#### [ARTICLE]
The film makes a home in your brain and the only cure is to see it again.
This movie goes into depth with the details from the book. (It gives you a visual of the scenes from every act) Summary: It is about Julius Caesar and he is warned to be careful with his life and his wife has a dream of him getting killed. He at first listens but the gets convinced that it was just a dream so he goes to the meeting with the senate.He goes to the senate and they have planned to stab him to death because they believe that he will gain to much power and they fear he will abuse it. The Senate proceeds with their plans and they kill Julius Ceaser.Caesar's funeral comes up and they let Antony speak and Antony tells the whole truth of what they did. Then Brutus tries to convince them that it was done because it was a choice either save Rome or let Julius make them in to slaves. The crowd does not believe him so now Brutus and Casiuss are in hiding trying to protect their life's. At the end Brutus and Casiuss die but not because they are captured but because they choose to die.

#### [EXCERPTED DATA]
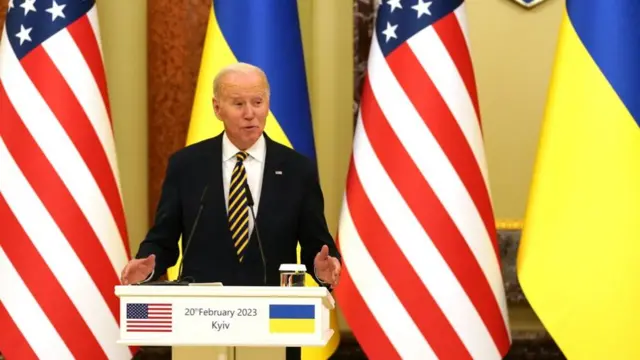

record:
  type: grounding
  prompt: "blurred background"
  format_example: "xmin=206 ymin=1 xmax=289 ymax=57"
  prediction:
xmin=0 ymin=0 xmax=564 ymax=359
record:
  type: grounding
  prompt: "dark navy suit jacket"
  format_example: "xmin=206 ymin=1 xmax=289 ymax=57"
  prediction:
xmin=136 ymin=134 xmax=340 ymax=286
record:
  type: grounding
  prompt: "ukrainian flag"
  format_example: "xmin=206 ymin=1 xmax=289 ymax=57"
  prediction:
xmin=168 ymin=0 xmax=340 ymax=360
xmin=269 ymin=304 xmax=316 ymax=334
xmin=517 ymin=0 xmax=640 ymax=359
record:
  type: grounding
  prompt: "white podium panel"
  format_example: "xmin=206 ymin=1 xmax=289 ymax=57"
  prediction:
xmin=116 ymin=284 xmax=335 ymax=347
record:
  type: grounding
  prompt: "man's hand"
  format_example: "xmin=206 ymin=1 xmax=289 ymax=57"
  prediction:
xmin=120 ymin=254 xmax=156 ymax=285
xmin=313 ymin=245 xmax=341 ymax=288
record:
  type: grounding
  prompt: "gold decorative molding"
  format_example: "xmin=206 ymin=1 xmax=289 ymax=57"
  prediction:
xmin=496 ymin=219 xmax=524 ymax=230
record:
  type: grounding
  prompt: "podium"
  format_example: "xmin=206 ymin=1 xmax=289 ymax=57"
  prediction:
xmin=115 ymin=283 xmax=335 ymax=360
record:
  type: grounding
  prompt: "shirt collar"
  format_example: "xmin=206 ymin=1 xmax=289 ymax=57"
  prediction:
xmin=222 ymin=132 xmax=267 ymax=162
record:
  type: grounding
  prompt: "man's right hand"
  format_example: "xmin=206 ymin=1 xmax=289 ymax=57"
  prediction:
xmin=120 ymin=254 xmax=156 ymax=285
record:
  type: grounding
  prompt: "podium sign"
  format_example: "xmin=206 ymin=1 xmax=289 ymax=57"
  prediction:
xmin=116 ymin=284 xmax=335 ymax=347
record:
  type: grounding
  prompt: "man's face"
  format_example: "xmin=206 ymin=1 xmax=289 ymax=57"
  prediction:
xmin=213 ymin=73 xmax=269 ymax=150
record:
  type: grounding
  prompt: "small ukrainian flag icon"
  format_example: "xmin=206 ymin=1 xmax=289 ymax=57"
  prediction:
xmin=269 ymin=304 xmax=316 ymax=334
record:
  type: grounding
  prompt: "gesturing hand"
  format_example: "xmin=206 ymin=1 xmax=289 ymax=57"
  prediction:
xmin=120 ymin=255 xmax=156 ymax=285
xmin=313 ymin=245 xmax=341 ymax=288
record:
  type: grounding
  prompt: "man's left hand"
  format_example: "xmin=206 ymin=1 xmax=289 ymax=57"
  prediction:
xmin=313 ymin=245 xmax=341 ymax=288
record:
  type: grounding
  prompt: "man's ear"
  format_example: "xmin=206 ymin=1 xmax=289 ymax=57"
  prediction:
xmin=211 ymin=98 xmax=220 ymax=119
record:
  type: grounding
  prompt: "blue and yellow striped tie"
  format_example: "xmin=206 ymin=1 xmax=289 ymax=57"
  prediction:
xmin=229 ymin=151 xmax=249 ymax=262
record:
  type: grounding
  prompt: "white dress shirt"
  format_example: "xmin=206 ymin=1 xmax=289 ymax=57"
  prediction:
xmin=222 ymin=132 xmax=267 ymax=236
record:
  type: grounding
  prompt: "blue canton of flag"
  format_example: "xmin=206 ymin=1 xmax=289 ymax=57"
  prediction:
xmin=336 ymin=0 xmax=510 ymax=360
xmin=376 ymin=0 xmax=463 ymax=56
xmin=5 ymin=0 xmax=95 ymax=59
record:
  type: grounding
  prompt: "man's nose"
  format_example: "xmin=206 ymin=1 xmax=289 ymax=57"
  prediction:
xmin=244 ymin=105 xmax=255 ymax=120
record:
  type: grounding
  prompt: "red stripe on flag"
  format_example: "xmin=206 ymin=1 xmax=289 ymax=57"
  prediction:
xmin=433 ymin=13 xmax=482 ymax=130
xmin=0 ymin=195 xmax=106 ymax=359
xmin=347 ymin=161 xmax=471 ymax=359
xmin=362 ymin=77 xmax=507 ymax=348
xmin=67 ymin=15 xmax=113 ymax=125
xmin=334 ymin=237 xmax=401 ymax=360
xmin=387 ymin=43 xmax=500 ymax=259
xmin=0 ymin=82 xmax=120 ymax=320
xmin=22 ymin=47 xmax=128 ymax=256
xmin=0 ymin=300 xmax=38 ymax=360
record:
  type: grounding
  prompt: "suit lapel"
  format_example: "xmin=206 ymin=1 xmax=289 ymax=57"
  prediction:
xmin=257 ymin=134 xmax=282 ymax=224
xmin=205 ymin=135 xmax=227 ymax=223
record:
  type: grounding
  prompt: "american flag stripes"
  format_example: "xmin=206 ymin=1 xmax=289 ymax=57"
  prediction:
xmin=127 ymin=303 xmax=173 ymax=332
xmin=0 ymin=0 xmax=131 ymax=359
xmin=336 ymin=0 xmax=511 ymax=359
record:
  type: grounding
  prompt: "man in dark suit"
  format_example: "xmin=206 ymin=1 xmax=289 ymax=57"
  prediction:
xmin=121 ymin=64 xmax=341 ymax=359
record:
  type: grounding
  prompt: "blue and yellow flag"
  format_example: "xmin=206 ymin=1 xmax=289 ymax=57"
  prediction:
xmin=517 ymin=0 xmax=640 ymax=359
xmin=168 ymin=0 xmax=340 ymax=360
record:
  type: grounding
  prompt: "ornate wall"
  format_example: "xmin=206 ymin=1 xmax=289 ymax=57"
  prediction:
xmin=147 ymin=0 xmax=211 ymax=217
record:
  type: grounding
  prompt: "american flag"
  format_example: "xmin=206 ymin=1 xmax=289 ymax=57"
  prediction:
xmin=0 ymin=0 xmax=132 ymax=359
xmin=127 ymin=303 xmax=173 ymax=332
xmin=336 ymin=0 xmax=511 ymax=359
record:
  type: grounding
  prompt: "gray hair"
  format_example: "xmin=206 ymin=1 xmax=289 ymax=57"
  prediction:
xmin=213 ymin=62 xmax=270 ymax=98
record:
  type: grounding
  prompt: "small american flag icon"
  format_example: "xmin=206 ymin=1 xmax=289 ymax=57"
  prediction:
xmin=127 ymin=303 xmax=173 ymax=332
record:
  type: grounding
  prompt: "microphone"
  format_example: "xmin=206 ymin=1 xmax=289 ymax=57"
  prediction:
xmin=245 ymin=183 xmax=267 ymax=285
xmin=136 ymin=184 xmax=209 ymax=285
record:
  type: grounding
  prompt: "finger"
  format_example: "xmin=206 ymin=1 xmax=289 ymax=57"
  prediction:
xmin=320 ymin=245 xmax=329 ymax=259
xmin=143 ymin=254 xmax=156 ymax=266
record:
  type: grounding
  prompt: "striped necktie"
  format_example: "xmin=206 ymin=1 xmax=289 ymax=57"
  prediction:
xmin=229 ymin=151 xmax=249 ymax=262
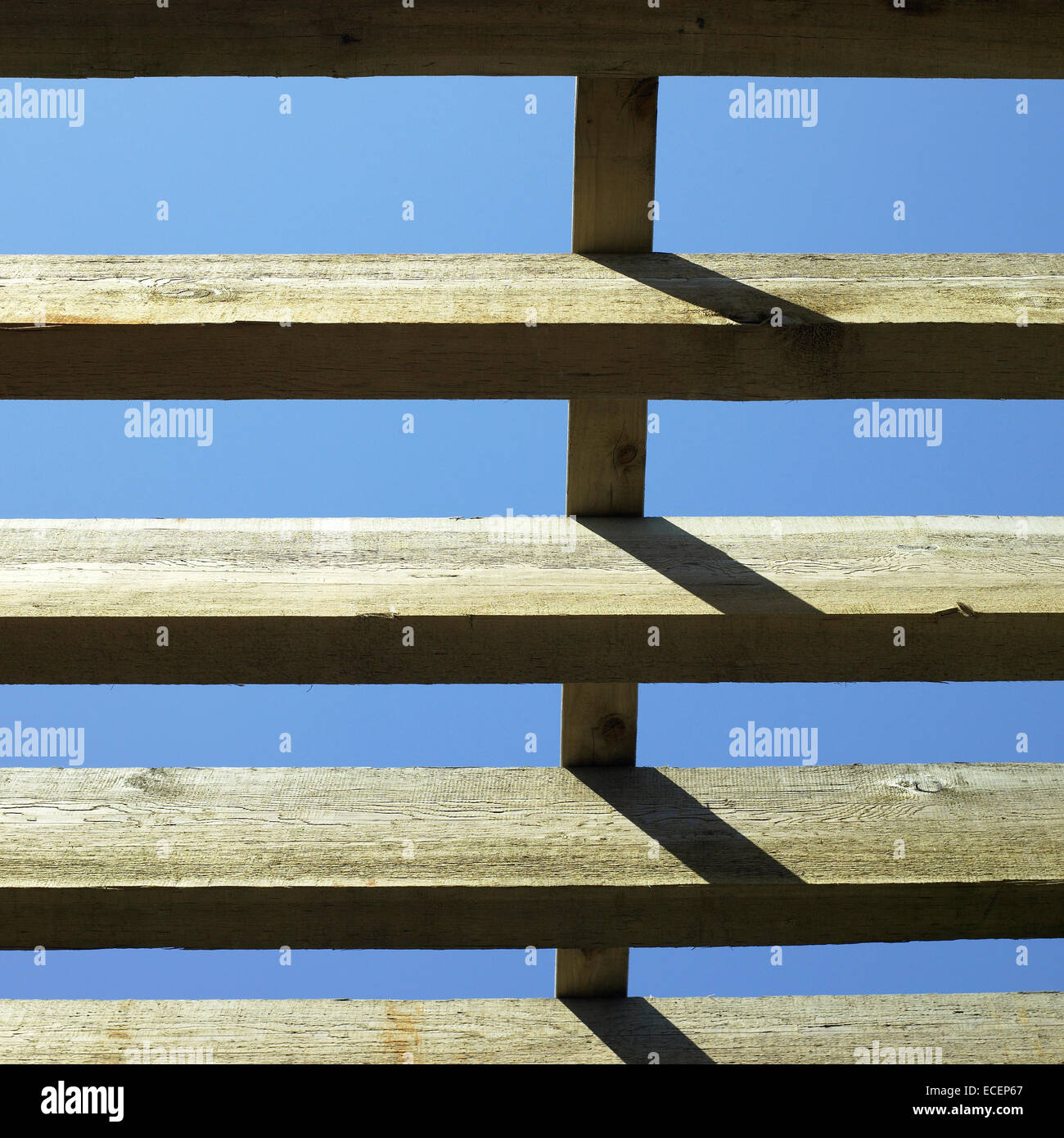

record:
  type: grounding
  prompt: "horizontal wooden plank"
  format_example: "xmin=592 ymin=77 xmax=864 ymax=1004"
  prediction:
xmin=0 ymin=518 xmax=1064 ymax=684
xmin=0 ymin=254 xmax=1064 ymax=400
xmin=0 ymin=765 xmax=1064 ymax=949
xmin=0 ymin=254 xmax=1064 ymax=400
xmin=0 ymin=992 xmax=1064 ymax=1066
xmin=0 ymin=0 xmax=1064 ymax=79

#### [PROBLEMS TO WORK ON]
[1] Answer these questions from the Julius Caesar review:
(a) What does Caesar's wife dream?
(b) Why does the Senate plan to kill Caesar?
(c) Who speaks at Caesar's funeral and tells the whole truth of what was done?
[2] Write a continuation of the Julius Caesar review, picking up after its last sentence.

#### [ANSWERS IN ORDER]
[1]
(a) She dreams of him getting killed.
(b) They believe he will gain too much power, and they fear he will abuse it.
(c) Antony.

[2]
I really didn't like the movie even more then i hated the book. For starters the movie was in black and white , everyone looked the same and i was extremely not interested in this film. while reading the book i made pictures in my head of how i thought each character would look but when watching the movie all the characters looked alike to me. The language i think was the hardest thing for me to cope with because i am already not good with big words and having to watch a whole movie with nothing but huge words made me not interested at all. i didn't know who was who or what was going on in both the story and film. I didn't like the fact that the movie was in black and white.i think i didn't really like the movie because i already hated the book which made me not even care to pay much attention to the movie. i think if i payed more attention to the movie i could of understood it a little more but since i didn't ... thats why i was so lost. One thing i do like about the movie was that it was very close to the book we were reading which made me a tiny bit able to be focused. Now looking back i wish i had payed more attention to the story so that i wouldn't be so lost right now trying to write reviews and things on the book.
I didn't really enjoy the movie either . However, it caught my attention more than the book did . Meanwhile , I could understand the movie a little more . This was because I could hear the way the characters were saying their lines and it was clearer then me trying to say it by myself . The movie wasn't a full ten because i couldn't understand it . It was so similar to the book and therefore i struggled . If i had a chance to choose to watch the movie or read the book , I would watch the movie because it is easier and you can get a visual of what is happening . The book was boring and i liked how in the movie , they dramatized some things that would happen .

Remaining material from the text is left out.